相違点:前者は、薄膜層が「300nm以上600nm以下の厚みを有する」のに対して、後者は、薄膜層が「10nm以上200nm以下の厚みを有する」点

(3)判断
刊行物1には、薄膜層(表面被覆層)に関して、[1-b]に、「活物質層の表面と電解液との反応をこの表面被覆層により抑制することができる。この結果、活物質層表面の劣化を抑制することができ、充放電サイクル特性を向上させることができる」と記載され、[1-e]に、「表面被覆層の厚みは0.2μm以下であることが好ましく、さらに好ましくは0.1μm以下である。表面被覆層の厚みが厚くなり過ぎると、活物質層と電解液中のLiとの反応が阻害され、充放電容量が低下する場合がある。・・・表面被覆層の厚みが薄くなり過ぎると、活物質層と電解液との反応を抑制するという効果が十分に得られない場合がある。」と記載されているから、刊行物1発明において薄膜層の厚みを「200nm以下」とするのは、活物質層と電解液中のLiとの反応が阻害されず、充放電容量特性が低下しない程度の厚みとするためであり、一方、活物質と電解液との反応を抑制し、充放電サイクル特性を向上させるためには、「10nm以上」とする、すなわち薄膜層を厚くする方が有利であることが記載されているといえる。

## 生データ
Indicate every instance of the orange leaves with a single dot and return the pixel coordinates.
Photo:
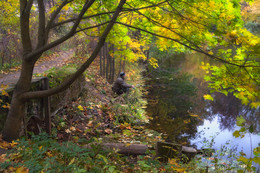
(6, 145)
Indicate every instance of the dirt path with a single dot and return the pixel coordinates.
(56, 60)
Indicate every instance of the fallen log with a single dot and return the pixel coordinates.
(164, 150)
(126, 149)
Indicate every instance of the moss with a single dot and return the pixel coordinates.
(56, 75)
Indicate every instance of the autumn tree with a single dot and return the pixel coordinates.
(198, 25)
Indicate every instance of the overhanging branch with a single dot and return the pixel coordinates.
(175, 40)
(67, 83)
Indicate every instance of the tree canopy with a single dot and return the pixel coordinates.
(212, 27)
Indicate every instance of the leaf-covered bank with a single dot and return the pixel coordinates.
(97, 117)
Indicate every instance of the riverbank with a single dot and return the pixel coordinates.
(95, 118)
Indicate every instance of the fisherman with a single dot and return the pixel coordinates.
(120, 86)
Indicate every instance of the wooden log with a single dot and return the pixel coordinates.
(165, 150)
(126, 149)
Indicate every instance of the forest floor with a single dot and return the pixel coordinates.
(46, 62)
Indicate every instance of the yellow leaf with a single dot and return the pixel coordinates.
(193, 115)
(22, 170)
(80, 108)
(4, 93)
(208, 97)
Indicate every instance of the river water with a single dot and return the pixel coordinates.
(179, 111)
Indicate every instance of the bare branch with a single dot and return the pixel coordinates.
(64, 38)
(41, 27)
(95, 26)
(54, 15)
(25, 8)
(105, 13)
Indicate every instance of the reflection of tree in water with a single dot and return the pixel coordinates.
(170, 99)
(229, 108)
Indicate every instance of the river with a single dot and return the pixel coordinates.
(181, 114)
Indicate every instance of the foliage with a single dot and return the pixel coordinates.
(57, 75)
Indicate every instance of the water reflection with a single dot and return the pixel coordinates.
(176, 90)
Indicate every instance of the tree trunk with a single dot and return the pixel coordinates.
(107, 67)
(16, 113)
(104, 59)
(113, 66)
(100, 63)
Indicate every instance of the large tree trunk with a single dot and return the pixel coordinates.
(21, 93)
(13, 124)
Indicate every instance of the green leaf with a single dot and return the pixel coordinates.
(208, 97)
(251, 129)
(236, 134)
(240, 121)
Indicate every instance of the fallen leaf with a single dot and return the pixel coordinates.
(108, 131)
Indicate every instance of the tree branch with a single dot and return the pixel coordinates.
(25, 8)
(67, 83)
(41, 27)
(95, 26)
(104, 13)
(71, 33)
(54, 15)
(170, 29)
(201, 51)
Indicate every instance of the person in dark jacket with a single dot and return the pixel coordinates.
(120, 86)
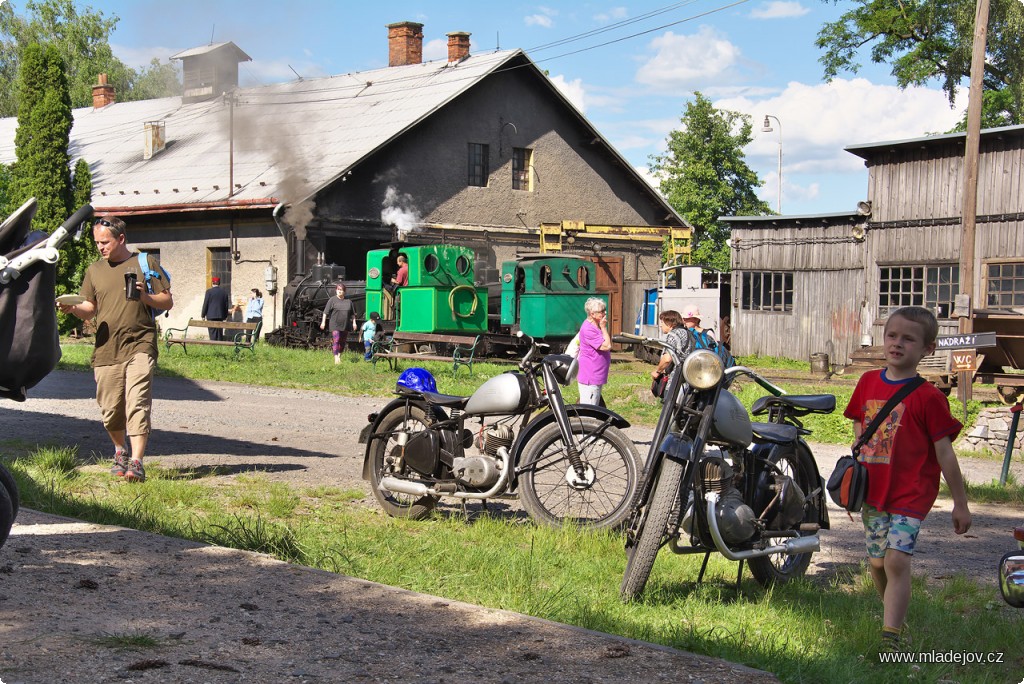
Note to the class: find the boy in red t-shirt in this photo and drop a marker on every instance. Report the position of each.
(904, 458)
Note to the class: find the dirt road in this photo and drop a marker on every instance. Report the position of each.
(310, 438)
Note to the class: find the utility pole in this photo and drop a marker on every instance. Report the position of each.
(970, 211)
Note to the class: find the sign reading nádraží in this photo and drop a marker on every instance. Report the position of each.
(966, 341)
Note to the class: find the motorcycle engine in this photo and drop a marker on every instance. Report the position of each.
(476, 471)
(736, 520)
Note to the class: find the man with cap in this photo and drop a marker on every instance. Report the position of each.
(215, 307)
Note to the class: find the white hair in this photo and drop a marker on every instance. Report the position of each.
(594, 304)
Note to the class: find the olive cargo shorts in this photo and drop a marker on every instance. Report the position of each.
(124, 392)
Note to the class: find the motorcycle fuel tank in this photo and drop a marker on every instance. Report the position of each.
(732, 423)
(501, 395)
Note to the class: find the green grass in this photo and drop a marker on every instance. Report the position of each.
(823, 630)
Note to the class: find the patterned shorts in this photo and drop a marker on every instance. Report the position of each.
(889, 530)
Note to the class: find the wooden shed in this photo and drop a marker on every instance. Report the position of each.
(805, 285)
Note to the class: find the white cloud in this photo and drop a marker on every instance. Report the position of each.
(544, 18)
(686, 61)
(817, 121)
(778, 9)
(573, 90)
(614, 14)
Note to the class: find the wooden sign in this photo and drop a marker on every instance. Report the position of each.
(965, 341)
(964, 360)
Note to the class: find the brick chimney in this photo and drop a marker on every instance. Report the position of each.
(404, 43)
(458, 46)
(102, 93)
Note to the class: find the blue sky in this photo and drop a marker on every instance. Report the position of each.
(630, 67)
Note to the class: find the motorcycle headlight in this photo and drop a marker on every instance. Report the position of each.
(702, 369)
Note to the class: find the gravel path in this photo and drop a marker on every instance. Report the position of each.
(267, 621)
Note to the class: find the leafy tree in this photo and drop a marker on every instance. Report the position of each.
(82, 39)
(42, 166)
(704, 175)
(928, 40)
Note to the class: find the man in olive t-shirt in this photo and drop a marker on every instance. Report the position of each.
(125, 355)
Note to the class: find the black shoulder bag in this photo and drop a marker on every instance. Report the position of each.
(848, 484)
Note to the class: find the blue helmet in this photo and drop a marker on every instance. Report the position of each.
(419, 380)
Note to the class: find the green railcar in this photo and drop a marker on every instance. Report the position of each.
(544, 296)
(441, 295)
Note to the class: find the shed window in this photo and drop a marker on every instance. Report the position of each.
(478, 164)
(1005, 285)
(220, 266)
(522, 167)
(767, 291)
(933, 287)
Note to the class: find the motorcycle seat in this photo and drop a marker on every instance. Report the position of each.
(776, 433)
(805, 403)
(446, 400)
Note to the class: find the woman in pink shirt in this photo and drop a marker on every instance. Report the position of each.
(595, 351)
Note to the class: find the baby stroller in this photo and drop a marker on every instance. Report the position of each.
(30, 347)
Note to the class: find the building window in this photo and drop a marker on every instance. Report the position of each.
(220, 266)
(767, 291)
(1005, 285)
(522, 168)
(932, 287)
(478, 164)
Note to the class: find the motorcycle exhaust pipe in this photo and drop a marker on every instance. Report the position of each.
(792, 547)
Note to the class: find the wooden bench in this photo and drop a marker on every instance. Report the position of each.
(463, 352)
(238, 341)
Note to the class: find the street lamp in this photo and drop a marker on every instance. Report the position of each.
(766, 128)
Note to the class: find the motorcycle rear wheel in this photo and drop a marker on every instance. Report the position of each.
(612, 464)
(780, 568)
(394, 504)
(640, 559)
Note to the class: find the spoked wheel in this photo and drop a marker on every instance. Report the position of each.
(640, 558)
(385, 460)
(779, 567)
(553, 492)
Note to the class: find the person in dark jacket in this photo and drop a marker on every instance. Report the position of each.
(215, 307)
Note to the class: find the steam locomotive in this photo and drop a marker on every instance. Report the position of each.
(450, 291)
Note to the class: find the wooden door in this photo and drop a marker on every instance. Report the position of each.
(609, 282)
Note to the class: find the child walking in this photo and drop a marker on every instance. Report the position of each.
(903, 459)
(369, 333)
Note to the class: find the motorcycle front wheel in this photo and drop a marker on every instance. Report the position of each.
(640, 559)
(779, 568)
(551, 490)
(385, 461)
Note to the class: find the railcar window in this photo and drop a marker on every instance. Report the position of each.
(767, 291)
(522, 167)
(479, 164)
(1005, 285)
(931, 286)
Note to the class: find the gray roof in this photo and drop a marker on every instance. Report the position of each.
(869, 150)
(290, 139)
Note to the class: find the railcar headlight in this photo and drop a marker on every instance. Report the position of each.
(702, 369)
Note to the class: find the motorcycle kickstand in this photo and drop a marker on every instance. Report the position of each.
(704, 566)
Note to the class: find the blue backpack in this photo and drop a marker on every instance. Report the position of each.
(148, 273)
(702, 340)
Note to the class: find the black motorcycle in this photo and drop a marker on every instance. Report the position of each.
(714, 481)
(567, 463)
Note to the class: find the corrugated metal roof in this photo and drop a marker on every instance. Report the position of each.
(290, 139)
(868, 150)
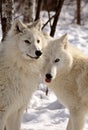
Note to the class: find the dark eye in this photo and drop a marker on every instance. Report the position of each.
(26, 41)
(38, 41)
(57, 60)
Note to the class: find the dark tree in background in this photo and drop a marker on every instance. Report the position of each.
(28, 10)
(58, 11)
(6, 16)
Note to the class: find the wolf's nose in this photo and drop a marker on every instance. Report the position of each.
(38, 53)
(48, 76)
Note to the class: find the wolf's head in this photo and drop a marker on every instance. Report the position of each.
(28, 39)
(58, 60)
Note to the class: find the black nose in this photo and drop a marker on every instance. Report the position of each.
(38, 53)
(48, 76)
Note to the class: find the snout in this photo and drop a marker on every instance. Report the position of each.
(38, 53)
(48, 77)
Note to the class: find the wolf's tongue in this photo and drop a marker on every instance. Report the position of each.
(48, 80)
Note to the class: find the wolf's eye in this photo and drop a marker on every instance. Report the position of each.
(57, 60)
(26, 41)
(38, 41)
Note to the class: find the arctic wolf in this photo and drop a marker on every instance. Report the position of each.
(20, 65)
(66, 72)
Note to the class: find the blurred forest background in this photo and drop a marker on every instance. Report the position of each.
(30, 10)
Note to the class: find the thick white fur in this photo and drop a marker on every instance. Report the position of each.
(19, 74)
(69, 79)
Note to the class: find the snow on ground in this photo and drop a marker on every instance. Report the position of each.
(45, 112)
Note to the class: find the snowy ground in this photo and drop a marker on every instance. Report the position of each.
(45, 112)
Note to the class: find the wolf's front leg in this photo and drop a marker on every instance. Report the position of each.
(76, 121)
(14, 121)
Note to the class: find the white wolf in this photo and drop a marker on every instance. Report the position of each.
(20, 66)
(66, 72)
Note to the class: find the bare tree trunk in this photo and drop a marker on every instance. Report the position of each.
(28, 11)
(6, 16)
(78, 11)
(58, 11)
(39, 4)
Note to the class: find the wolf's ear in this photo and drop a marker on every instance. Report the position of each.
(17, 27)
(64, 41)
(37, 24)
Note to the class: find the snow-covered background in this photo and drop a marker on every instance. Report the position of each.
(45, 112)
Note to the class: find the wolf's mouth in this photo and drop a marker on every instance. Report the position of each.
(36, 57)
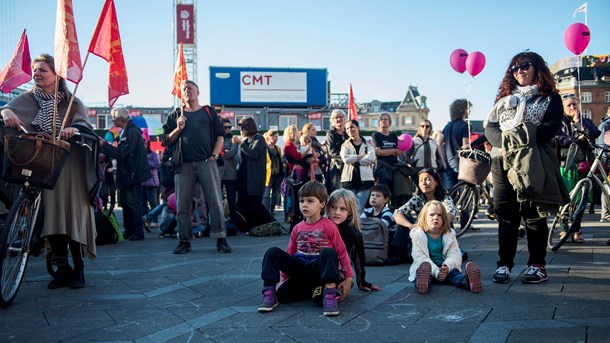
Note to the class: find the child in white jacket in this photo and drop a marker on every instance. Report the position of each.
(436, 254)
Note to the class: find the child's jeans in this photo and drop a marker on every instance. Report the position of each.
(304, 277)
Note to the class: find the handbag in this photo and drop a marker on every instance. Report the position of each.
(474, 166)
(34, 158)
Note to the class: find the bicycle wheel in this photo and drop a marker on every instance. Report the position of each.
(466, 199)
(14, 247)
(568, 217)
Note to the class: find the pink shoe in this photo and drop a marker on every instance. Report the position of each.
(474, 277)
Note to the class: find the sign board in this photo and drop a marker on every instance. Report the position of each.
(286, 87)
(185, 24)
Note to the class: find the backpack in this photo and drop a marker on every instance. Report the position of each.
(375, 236)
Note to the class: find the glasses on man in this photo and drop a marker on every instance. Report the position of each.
(523, 66)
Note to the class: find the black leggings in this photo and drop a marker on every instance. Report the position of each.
(59, 247)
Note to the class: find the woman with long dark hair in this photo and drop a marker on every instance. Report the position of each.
(528, 109)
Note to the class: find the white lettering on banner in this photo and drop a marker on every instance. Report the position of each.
(273, 87)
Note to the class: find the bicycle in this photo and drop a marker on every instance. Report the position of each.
(21, 236)
(466, 197)
(570, 215)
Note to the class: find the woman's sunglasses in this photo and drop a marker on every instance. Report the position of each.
(523, 66)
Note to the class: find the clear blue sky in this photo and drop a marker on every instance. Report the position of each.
(381, 47)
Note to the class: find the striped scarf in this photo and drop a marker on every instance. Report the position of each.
(43, 122)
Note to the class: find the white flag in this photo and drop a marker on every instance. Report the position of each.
(581, 8)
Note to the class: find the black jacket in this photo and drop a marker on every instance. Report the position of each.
(132, 160)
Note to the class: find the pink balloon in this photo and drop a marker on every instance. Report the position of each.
(405, 142)
(458, 60)
(577, 38)
(475, 63)
(171, 202)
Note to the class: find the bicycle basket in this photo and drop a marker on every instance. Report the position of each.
(474, 166)
(34, 158)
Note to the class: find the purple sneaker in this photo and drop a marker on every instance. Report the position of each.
(269, 301)
(329, 302)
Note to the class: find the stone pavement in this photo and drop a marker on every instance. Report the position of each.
(142, 292)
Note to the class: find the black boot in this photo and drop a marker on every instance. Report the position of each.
(222, 245)
(63, 275)
(78, 279)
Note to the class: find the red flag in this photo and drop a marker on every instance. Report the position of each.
(67, 53)
(106, 43)
(179, 73)
(19, 69)
(351, 105)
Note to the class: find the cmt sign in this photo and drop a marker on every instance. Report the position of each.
(269, 87)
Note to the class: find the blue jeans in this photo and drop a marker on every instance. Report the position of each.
(207, 173)
(272, 193)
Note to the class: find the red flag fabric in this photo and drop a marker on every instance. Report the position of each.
(67, 54)
(351, 105)
(19, 69)
(179, 73)
(106, 43)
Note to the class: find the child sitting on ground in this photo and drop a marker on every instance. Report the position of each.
(342, 210)
(379, 198)
(436, 254)
(315, 256)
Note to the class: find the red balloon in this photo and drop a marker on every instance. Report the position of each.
(475, 63)
(577, 38)
(458, 60)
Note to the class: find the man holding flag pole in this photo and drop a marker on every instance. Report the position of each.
(196, 135)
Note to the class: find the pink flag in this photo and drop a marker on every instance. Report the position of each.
(351, 105)
(19, 69)
(179, 73)
(106, 43)
(67, 54)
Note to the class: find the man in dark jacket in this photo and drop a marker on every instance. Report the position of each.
(132, 170)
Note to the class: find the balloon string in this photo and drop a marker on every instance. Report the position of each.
(578, 64)
(468, 86)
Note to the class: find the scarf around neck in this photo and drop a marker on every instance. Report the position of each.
(514, 109)
(43, 122)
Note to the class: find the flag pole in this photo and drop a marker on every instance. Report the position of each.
(65, 121)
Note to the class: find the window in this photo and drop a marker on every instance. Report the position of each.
(286, 120)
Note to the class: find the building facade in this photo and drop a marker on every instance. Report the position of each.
(594, 87)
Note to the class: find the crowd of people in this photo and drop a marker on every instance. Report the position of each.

## 課題の指示
読解文のうち、「相違点:前者は、薄膜層が「3」から「とが記載されているといえる。」に至るまでの部分をすべて、一字も変えずに出力してください。

## 演習結果
相違点:前者は、薄膜層が「300nm以上600nm以下の厚みを有する」のに対して、後者は、薄膜層が「10nm以上200nm以下の厚みを有する」点

(3)判断
刊行物1には、薄膜層(表面被覆層)に関して、[1-b]に、「活物質層の表面と電解液との反応をこの表面被覆層により抑制することができる。この結果、活物質層表面の劣化を抑制することができ、充放電サイクル特性を向上させることができる」と記載され、[1-e]に、「表面被覆層の厚みは0.2μm以下であることが好ましく、さらに好ましくは0.1μm以下である。表面被覆層の厚みが厚くなり過ぎると、活物質層と電解液中のLiとの反応が阻害され、充放電容量が低下する場合がある。・・・表面被覆層の厚みが薄くなり過ぎると、活物質層と電解液との反応を抑制するという効果が十分に得られない場合がある。」と記載されているから、刊行物1発明において薄膜層の厚みを「200nm以下」とするのは、活物質層と電解液中のLiとの反応が阻害されず、充放電容量特性が低下しない程度の厚みとするためであり、一方、活物質と電解液との反応を抑制し、充放電サイクル特性を向上させるためには、「10nm以上」とする、すなわち薄膜層を厚くする方が有利であることが記載されているといえる。